> _Stated goal A_
Copy the records word for word from the line containing "the bird's reflection" through the last line of the records, inclusive, and leave out any pictures.
> _Stated goal B_
Please go on with the message comparing Lightning Network routing to game path-finding, picking up after its last sentence.

> _Source document_
****************************************

Good morning Bastien,

>
> I think that the main points that make routing in the Lightning Network 
> different from game path-finding algorithms are:
>
> -   Paths are consumed by payments, effectively moving available balance 
> between sides of a channel
> -   The routing algorithm doesn't know remote channels balance allocation 
> (and that changes constantly)
> -   The cost of a path depends on the value you're sending (proportional fees)
> -
> -   This encourages algorithms not to search for an optimal solution (because 
> an optimal solution on outdated/incomplete data doesn't even make sense) but 
> rather fast and good enough solutions with retries

I believe the differences are smaller than you might initially think.

Units move around on the map and a pathfinding algorithm cannot predict how the 
*other* units owned by allied players will be, once the current units asking 
for a path have moved along the path.
i.e. the algorithm does not know how remote tiles are occupied (and that 
changes constantly)

Faster units really should be able to walk around slower units, because there 
is often a tradeoff between speed and combat effectiveness and a player asking 
a faster unit to move probably is depending on their speed.
i.e. paths can be blocked by slower units, effectively becoming slow-moving 
obstacles that need to be worked around.

And so on.

>
> There are a few technicalities that might be a problem for some of your 
> suggestions, I'm interested in your opinion on how to address them.

****************************************

> _Material for this exercise_
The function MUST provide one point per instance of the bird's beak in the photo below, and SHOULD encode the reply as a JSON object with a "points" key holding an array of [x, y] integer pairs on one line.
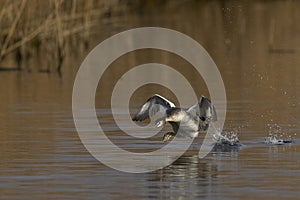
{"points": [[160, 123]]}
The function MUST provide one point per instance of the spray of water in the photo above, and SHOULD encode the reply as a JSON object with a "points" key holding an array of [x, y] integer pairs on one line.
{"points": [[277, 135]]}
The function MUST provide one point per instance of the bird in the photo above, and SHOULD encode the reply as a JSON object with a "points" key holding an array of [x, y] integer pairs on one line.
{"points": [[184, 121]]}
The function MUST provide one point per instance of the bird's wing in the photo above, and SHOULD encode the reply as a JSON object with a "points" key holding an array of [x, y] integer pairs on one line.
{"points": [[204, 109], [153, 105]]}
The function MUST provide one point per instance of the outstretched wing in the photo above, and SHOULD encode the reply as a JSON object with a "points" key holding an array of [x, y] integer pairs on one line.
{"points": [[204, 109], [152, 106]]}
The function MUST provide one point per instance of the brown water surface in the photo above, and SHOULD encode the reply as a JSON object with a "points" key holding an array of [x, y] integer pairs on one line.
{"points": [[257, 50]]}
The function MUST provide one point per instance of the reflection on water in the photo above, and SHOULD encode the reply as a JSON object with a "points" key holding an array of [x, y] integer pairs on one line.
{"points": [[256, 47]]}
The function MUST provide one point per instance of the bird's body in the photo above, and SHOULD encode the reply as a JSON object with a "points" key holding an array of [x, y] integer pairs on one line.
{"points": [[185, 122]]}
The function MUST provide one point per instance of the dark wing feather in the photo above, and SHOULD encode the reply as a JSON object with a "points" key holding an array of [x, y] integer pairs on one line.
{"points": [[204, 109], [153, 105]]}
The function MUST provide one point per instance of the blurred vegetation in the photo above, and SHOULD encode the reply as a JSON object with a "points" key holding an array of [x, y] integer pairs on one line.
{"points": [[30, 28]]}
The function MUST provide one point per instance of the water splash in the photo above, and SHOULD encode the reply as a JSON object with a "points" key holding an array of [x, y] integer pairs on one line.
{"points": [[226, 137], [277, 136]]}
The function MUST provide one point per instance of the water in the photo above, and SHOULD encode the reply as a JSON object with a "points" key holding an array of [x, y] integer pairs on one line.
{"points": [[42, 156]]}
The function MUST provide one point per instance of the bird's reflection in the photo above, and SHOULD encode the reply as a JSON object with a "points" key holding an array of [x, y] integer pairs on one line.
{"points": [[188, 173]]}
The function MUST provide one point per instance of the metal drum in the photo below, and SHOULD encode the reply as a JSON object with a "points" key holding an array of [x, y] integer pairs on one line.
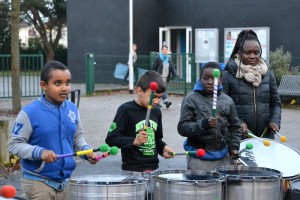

****************************************

> _Exercise result A_
The function MUST provide one point per instance of the bird's reflection in the photo above, and SHOULD encode the reply as a JSON object with a "points" key holding an array of [x, y] integer pairs on one line.
{"points": [[188, 173]]}
The function MUST provide one point per instance of the metal drum in the photo below, and SHOULD encode the reply as a JSON object with a "points" key holding an array of [x, y] integer pairs on one line.

> _Exercise result B_
>
> For `permuteroute`, you mention the following pre-requisite:
>
> > the original payer is informed of which node reported the failure and which 
> > channel failed.
>
> We currently don't have a solution for reliable error reporting, as pointed 
> out in [1].
> I think making progress on this thread would be interesting and useful for 
> routing heuristics. 

We already have sufficiently-good error reporting on route failures: 
https://github.com/lightningnetwork/lightning-rfc/blob/master/04-onion-routing.md#returning-errors

> When an origin node receives an error message matching a transfer it initiated
> (i.e. it cannot return-forward the error any further) it generates the `ammag`
> and `um` keys for each hop in the route.
> It then iteratively decrypts the error message, using each hop's `ammag`
> key, and computes the HMAC, using each hop's `um` key.

The number of iterations of decryption is how distant the error-reporting node 
is from the payer.
Knowing the entire route, we can know which node reported the error.
The channel that is failing is then the channel *after* the error-reporting 
node (assuming bit `NODE` (`0x2000`) is not set in the `failure_code`: if it is 
a node-level error we should back off by one node and mark the erring node as 
unreliable).
The node reporting the error is the node that we start the limited-range search 
to "heal" the path.
`permuteroute` does not *need* better error reporting than we already have.

Of course, if a node is malingering and does not report anything, there is 
nothing we can do, but this is unavoidable anyway and does not prevent use of 
`permuteroute` in other cases either.

Indeed, the other insight here is that, if we were able to receive an error 
report from forwarding node N, this implies that every node and channel between 
us and node N is reliable.
`permuteroute` reuses this prefix, since it is known-reliable.

>
> I thought about path pre-computation and path caching, but what bothered me 
> is that the cost depends on the amount you want to send.
> When pre-computing / caching, you have to either ignore that completely 
> (which can be fine, I don't think trying to always find the most
> cost-efficient route is a reasonable goal) or take into account some kind of 
> "universal" factor that works for most amounts. How did you take
> that into account in your pre-computation experiments?

Just to be clear: I have not run any experiments.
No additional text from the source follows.